**EXERCISE PROMPT:** Could you transcribe every record below exactly as written, leaving out any pictures?

**STORED ROWS:**
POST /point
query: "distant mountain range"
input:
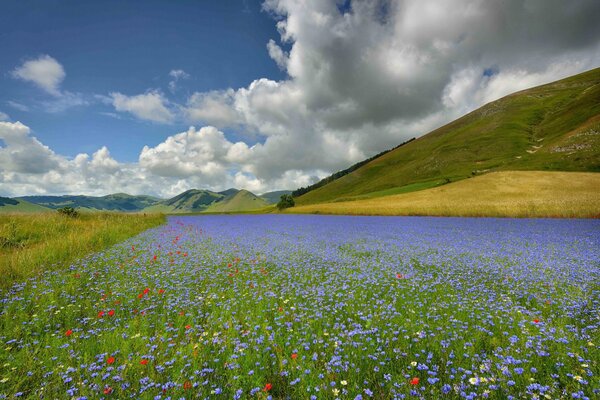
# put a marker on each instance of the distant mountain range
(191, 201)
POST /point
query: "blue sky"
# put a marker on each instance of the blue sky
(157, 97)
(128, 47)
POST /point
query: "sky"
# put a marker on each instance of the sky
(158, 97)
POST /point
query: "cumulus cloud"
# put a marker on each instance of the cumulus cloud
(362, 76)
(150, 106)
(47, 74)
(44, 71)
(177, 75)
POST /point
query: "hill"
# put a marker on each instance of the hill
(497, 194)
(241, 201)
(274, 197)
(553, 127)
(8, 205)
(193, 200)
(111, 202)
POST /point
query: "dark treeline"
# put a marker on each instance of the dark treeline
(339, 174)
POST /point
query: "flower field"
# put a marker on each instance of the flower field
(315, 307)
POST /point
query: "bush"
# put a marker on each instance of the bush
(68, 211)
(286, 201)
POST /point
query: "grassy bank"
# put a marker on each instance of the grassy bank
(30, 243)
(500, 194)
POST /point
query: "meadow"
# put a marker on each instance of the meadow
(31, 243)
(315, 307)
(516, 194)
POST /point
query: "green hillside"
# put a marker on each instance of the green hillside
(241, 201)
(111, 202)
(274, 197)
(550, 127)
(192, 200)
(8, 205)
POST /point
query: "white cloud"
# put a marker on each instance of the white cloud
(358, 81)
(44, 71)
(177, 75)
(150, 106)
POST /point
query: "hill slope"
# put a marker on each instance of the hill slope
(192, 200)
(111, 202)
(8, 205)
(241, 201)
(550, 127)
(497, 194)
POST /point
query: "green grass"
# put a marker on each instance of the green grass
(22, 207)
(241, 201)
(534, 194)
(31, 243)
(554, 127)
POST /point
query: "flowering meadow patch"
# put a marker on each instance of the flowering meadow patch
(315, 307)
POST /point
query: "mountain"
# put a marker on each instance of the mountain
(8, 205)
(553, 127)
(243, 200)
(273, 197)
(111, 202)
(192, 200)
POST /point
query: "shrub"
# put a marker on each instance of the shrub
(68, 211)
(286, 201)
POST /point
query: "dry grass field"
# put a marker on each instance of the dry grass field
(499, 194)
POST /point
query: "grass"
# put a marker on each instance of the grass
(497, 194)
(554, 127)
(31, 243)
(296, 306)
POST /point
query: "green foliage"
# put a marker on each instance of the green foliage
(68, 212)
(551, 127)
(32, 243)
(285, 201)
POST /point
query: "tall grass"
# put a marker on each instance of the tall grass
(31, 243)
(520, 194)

**FULL RESPONSE:**
POST /point
query: "distant mountain range"
input:
# put a marker on each instance of the distant mountain range
(191, 201)
POST /point
query: "blue sky"
# put a marker on each instance of the blue sky
(157, 97)
(128, 47)
POST /point
query: "sky"
# put a marker on each instance of the sky
(158, 97)
POST /point
query: "cumulus cloud"
# put a marker on each instance of the cumulus cloud
(362, 76)
(150, 106)
(47, 74)
(44, 71)
(177, 75)
POST /point
query: "hill"
# put a marker on each instance of the hill
(497, 194)
(241, 201)
(274, 197)
(553, 127)
(8, 205)
(193, 200)
(111, 202)
POST /point
query: "dark treeline"
# put a marker on each instance of the dark treeline
(339, 174)
POST /point
query: "flower field"
# put a marker on each instance of the flower field
(315, 307)
POST /point
query: "bush"
# put a marker on each instance of the bush
(68, 211)
(286, 201)
POST /point
query: "grassy bank"
# put a marker on each instance of the grassy bank
(30, 243)
(500, 194)
POST /point
query: "meadow"
# put a marker on each instance of the meadow
(31, 243)
(315, 307)
(516, 194)
POST /point
query: "green hillside"
# put a marker on each instance of the green hillside
(241, 201)
(111, 202)
(274, 197)
(550, 127)
(192, 200)
(8, 205)
POST /point
query: "white cloud"
# put a marker on each instance of the white cloud
(358, 81)
(44, 71)
(177, 75)
(150, 106)
POST /point
query: "hill slope"
# put a marker on each instance of the hill slope
(192, 200)
(111, 202)
(8, 205)
(241, 201)
(550, 127)
(497, 194)
POST /point
query: "green grass"
# put a marker on each instance of the green grass
(22, 207)
(241, 201)
(534, 194)
(31, 243)
(554, 127)
POST /point
query: "flowering meadow patch"
# put a marker on each instance of the flowering meadow patch
(315, 307)
POST /point
query: "mountain"
# put a marker on each instance of the mountain
(8, 205)
(553, 127)
(243, 200)
(273, 197)
(111, 202)
(192, 200)
POST /point
query: "shrub"
# put a marker on each instance of the shrub
(68, 211)
(286, 201)
POST /point
query: "dry grass field"
# put a marker on each instance of the dry grass field
(499, 194)
POST /point
query: "grass"
# put a marker on each instance of the grass
(497, 194)
(554, 127)
(31, 243)
(296, 306)
POST /point
query: "green foliage"
# put a marker on each instance of the green foliage
(68, 212)
(551, 127)
(32, 243)
(285, 201)
POST /point
query: "tall grass"
# put a marker on each instance of the tall grass
(31, 243)
(520, 194)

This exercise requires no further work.